INSTRUCTIONS FOR THE TASK | Reproduce verbatim every line from the one containing "the water, placing" through the end of the lines, including both ends, and omit any pictures.
# PROVIDED INFORMATION start
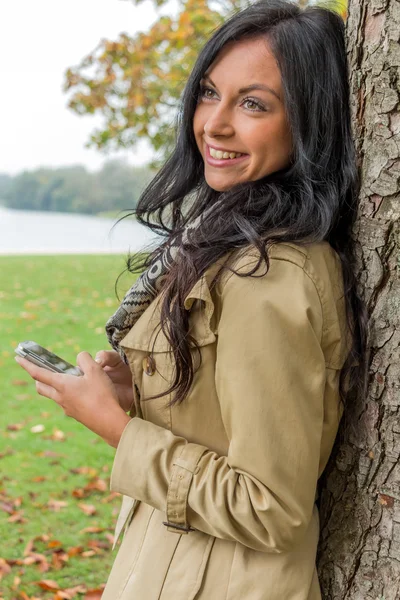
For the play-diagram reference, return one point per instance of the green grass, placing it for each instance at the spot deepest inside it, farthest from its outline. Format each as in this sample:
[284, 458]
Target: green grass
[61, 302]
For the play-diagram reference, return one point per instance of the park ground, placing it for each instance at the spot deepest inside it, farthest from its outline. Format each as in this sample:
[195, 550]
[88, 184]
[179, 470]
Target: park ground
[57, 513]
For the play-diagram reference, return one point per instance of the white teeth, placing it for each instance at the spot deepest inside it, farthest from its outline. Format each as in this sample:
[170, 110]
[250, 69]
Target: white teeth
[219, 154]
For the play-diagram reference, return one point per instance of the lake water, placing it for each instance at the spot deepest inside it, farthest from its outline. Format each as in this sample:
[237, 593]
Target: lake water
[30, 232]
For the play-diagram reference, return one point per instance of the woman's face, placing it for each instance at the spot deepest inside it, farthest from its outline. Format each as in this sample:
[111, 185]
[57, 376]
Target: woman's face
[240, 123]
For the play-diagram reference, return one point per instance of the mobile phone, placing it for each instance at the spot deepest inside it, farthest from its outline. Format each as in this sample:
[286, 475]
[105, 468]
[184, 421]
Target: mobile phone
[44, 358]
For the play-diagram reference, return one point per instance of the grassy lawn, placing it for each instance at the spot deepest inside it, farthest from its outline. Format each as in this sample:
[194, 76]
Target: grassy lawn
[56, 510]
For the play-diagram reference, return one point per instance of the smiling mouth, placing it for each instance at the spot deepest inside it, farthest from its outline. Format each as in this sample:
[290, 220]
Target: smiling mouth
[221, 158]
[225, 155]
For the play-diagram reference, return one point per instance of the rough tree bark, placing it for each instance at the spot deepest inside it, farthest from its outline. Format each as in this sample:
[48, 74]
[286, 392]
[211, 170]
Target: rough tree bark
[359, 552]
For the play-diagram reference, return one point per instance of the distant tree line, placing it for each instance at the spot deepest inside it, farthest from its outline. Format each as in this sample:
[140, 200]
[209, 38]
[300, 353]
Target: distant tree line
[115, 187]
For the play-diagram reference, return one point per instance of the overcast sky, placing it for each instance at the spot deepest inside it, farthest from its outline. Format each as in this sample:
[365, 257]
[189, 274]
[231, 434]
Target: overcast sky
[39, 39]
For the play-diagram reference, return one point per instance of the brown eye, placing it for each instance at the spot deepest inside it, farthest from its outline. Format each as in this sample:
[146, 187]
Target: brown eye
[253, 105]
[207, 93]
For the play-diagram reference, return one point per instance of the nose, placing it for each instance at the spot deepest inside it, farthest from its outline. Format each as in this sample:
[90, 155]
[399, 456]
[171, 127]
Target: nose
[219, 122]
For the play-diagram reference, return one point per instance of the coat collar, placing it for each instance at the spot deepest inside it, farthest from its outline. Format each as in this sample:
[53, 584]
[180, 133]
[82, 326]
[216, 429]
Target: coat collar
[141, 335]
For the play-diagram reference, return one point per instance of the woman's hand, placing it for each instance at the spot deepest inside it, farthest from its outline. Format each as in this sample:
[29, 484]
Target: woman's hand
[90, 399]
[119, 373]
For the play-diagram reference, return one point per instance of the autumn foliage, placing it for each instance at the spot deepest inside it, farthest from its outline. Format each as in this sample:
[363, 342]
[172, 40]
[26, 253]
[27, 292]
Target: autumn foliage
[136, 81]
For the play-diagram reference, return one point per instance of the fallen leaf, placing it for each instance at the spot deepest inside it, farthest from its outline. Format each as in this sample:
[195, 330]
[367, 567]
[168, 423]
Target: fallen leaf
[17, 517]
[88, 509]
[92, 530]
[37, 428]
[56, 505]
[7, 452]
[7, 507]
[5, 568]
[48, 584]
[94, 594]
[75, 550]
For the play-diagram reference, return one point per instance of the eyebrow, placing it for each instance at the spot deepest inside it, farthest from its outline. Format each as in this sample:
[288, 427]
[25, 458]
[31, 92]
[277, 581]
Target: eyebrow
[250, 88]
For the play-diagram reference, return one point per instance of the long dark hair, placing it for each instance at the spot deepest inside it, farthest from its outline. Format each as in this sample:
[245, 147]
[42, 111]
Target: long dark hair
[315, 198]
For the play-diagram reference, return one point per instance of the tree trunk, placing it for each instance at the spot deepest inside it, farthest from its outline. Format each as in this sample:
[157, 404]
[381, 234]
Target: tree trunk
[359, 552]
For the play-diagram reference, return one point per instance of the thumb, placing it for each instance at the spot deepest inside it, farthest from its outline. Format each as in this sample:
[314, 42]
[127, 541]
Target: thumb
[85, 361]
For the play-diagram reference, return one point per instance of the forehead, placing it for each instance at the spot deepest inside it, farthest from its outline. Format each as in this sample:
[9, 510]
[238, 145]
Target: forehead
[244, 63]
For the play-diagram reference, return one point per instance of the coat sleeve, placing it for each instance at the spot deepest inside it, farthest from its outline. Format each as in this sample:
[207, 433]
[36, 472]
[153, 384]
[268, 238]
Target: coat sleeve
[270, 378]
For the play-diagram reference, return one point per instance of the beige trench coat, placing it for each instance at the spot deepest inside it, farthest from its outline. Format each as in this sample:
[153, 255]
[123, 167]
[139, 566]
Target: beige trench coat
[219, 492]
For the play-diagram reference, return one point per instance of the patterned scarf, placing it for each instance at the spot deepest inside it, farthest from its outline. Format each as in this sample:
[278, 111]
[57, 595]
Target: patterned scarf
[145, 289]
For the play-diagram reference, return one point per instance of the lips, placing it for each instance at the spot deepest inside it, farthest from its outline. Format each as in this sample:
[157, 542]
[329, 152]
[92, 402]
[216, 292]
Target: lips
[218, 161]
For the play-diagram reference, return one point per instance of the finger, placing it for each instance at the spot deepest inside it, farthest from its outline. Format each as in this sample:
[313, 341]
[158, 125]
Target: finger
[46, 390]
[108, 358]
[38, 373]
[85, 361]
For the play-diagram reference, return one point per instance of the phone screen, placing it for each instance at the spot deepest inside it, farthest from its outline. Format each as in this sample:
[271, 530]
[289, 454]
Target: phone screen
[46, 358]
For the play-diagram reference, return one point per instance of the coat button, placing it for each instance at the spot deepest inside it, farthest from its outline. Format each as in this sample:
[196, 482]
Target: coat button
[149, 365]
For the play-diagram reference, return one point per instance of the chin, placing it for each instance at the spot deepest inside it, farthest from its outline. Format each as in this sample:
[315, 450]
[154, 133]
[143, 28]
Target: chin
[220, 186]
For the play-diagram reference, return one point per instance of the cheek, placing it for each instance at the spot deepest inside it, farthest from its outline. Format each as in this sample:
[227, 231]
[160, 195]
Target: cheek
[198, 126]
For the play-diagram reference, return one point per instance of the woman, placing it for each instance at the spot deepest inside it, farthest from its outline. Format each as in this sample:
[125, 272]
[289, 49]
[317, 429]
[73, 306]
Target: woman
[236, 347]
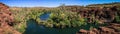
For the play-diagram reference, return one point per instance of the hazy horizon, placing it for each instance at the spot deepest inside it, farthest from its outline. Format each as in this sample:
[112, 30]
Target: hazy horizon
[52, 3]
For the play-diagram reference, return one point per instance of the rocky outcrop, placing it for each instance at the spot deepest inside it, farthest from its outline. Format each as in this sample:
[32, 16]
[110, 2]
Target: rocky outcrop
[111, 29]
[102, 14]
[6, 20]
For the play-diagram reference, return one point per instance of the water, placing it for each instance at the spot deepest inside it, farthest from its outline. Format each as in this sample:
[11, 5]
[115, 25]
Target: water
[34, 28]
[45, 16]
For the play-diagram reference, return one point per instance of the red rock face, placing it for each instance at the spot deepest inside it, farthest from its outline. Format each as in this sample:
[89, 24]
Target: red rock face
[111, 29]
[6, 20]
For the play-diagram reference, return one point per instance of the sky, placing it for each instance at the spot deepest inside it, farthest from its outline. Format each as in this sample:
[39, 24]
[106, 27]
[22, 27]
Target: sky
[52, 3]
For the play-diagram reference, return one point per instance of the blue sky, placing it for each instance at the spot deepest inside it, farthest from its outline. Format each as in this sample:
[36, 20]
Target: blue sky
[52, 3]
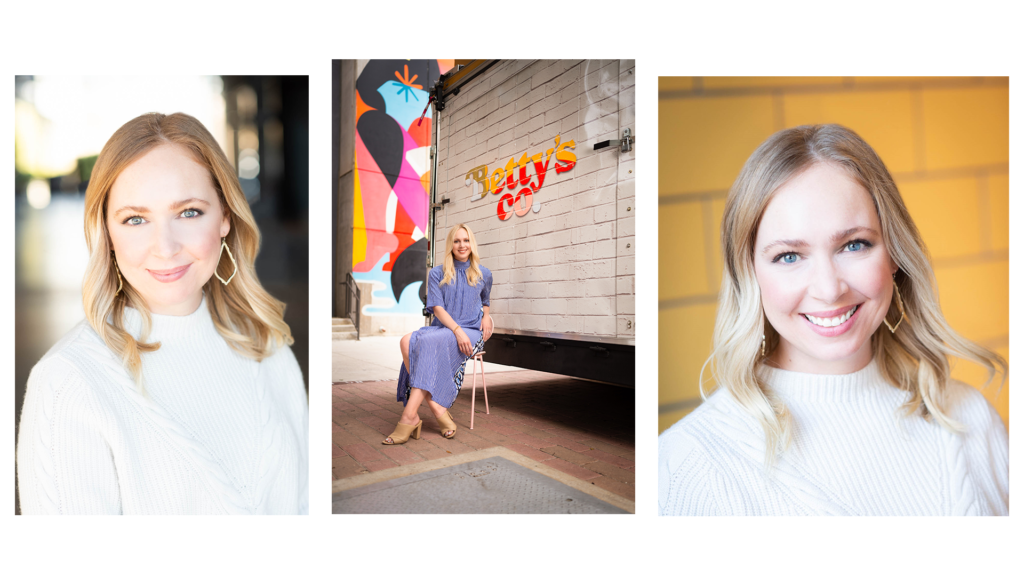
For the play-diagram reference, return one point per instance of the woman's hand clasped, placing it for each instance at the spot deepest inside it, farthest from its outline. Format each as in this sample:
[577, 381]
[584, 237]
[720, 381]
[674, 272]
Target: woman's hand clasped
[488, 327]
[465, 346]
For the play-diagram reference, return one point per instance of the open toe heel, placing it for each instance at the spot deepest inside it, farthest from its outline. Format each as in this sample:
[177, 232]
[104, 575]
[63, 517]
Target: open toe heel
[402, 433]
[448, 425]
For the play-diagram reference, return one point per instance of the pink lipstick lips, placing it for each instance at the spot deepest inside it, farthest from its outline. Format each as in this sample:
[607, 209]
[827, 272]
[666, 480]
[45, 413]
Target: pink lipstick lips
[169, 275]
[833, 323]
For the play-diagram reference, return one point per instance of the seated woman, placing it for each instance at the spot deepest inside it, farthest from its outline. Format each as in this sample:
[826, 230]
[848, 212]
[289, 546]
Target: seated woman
# PROVIDED INFORMATION end
FINISHED ANSWER |
For the play-diagram reference, return one point per instance of the water, placing it for each instance at the spot deepest inside it, farthest from its outline. Format each as in this sample:
[11, 5]
[115, 25]
Target: water
[34, 28]
[45, 16]
For the play-diagram reference, return one point per instance of the red rock face, placing it for each instance at the spot deepest inside it, farthest from its outline. Format each as in this sample:
[89, 24]
Target: red rock face
[111, 29]
[6, 20]
For the play-diagram reference, return one point per instance of the sky, placing it for each instance at the spot deepest inside it, farthest from its outline. Format each as in this sample:
[39, 24]
[106, 27]
[22, 27]
Target: sky
[52, 3]
For the play-diagram reference, return one point per instance of the blue sky, placing it for each instance at the spot deepest inside it, farthest from its outline. Format each as in this sample:
[36, 20]
Target: blue sky
[52, 3]
For the play-diagram reference, return one point per instance of the woman's hand clasped, placing it for each instance at the spot deepest inside it, farthest from its outline. Format each as in this sample:
[577, 381]
[584, 237]
[720, 381]
[674, 272]
Target: woman's hand clasped
[488, 327]
[465, 346]
For the play-diagram reference, return one point per instance of the open toe heel, placing it for each instance at the spot deepest inside it, farthest from its outline. Format each as in this sample:
[177, 232]
[104, 575]
[63, 517]
Target: open toe heel
[402, 433]
[448, 425]
For the play-diagram reference, return one point per instance of the pink lipstick lips, placing it for each instance at the spot deepest inside it, farthest from its outline. Format each as in this sample:
[607, 209]
[827, 272]
[666, 480]
[45, 413]
Target: pink lipstick lips
[169, 275]
[833, 323]
For the play-diagram reference, return one point per instance of the seated woman, placing it for each instance at the spot deepest inside it, farthest from its outline. Format each as in this sample:
[826, 230]
[848, 212]
[289, 546]
Target: seated woman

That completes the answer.